> _DATA EXCERPTS_

Content starts

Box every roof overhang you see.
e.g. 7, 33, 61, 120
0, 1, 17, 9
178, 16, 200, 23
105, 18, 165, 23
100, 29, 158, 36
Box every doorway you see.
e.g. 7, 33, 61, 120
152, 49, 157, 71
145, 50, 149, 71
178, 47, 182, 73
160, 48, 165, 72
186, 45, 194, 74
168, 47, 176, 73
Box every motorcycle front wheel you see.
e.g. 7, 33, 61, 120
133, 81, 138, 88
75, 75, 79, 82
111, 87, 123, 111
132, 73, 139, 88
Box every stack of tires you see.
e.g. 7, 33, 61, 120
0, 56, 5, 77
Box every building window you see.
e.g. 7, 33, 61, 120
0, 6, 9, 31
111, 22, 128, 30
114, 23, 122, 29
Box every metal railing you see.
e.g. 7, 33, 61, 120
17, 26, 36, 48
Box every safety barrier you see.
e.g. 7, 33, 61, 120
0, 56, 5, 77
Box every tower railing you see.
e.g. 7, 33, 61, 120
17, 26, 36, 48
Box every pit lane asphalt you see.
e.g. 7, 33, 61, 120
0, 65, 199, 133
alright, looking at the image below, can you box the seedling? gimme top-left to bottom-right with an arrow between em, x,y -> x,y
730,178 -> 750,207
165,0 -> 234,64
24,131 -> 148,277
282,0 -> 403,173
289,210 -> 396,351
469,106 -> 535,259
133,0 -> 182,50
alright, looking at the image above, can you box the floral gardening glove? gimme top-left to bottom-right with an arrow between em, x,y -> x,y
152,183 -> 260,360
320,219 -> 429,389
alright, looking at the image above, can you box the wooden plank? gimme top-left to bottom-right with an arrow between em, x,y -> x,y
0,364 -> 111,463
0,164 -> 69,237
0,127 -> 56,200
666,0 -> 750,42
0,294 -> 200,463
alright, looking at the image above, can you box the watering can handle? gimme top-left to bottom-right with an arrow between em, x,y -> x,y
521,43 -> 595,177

Content ends

> _YOUR TASK_
Which lines above include the word "railing"? Pick them out and copy them.

> _YOUR SOLUTION_
Box every metal railing you see.
Box every tower railing you see.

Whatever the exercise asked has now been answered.